WHAT YOU NEED TO DO >> Please reproduce the Microtune Form 8-K filing below word for word, from "Pursuant to section" up to and including "in its charter)".

Start DOCUMENT PASSAGE

Form 8-K

UNITED STATES

SECURITIES AND EXCHANGE COMMISSION

Washington, D.C. 20549

 


 

FORM 8-K

 


 

CURRENT REPORT

 

Pursuant to section 13 or 15(d) of the Securities Exchange Act of 1934

 

Date of Report (Date of earliest event reported): November 29, 2004

 


 

Microtune, Inc.

(Exact name of registrant as specified in its charter)

 


 

Delaware   000-31029-40   75-2883117

(State or other jurisdiction

of incorporation)

  (Commission File Number)  

(IRS Employer

Identification No.)

 

2201 Tenth Street, Plano, Texas   75074
(Address of principal executive offices)   (Zip Code)

 

(972) 673-1600

(Registrant’s telephone number, including area code)

 


 

Check the appropriate box below if the Form 8-K filing is intended to simultaneously satisfy the filing obligation of the registrant under any of the following provisions:

 

¨ Written communications pursuant to rule 425 under the Securities Act (17 CFR 230.425)

 

¨ Soliciting material pursuant to Rule 14a-12 under the Exchange Act (17 CFR 240.14a-12)

 

¨ Pre-commencement communications pursuant to Rule 14d-2(b) under the Exchange Act (17 CFR 240.14d-2(b))

 

¨ Pre-commencement communications pursuant to Rule 13e-4(c) under the Exchange Act (17 CFR 240.13e-4(c))

 



Item 5.02. DEPARTURE OF DIRECTORS OR PRINCIPAL OFFICERS, ELECTION OF DIRECTORS, APPOINTMENT OF PRINCIPAL OFFICERS.

 

On November 29, 2004, Microtune, Inc. (the “Company”) issued a press release announcing that Chief Financial Officer Rob-Roy J. Graham has begun to transition his accounting duties to Justin M. Chapman who has been promoted to the position of Vice President of Accounting and the Company’s principal financial and accounting officer, effective November 29, 2004. A copy of the press release is attached as Exhibit 99.1.

End DOCUMENT PASSAGE
Start DATA SHOWN

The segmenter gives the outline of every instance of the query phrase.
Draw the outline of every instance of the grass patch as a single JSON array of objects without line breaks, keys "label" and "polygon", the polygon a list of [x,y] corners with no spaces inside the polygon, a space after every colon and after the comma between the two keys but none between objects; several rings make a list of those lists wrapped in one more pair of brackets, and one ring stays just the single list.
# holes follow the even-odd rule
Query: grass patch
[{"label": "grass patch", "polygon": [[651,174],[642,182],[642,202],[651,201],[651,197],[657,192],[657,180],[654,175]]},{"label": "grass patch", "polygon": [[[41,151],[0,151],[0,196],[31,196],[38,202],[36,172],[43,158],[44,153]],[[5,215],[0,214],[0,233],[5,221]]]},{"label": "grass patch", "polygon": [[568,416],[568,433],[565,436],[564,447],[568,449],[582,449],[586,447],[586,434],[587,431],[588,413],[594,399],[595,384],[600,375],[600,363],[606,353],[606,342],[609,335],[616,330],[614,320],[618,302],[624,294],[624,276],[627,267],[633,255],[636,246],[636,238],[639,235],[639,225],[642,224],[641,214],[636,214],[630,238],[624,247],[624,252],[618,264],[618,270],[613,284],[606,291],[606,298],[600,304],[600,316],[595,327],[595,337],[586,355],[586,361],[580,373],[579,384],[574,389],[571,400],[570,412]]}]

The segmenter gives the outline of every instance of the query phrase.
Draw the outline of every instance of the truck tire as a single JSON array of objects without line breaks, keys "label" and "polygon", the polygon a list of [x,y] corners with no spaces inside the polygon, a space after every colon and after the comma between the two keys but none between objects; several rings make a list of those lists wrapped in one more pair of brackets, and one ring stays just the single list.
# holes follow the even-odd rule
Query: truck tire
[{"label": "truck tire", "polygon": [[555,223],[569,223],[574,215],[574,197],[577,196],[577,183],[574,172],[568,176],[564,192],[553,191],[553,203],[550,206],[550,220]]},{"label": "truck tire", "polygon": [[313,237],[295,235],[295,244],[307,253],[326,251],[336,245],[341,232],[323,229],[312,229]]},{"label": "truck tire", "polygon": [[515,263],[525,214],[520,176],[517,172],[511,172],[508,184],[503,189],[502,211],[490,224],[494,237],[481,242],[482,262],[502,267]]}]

End DATA SHOWN

COMPLETE RESPONSE >>
Pursuant to section 13 or 15(d) of the Securities Exchange Act of 1934

 

Date of Report (Date of earliest event reported): November 29, 2004

 


 

Microtune, Inc.

(Exact name of registrant as specified in its charter)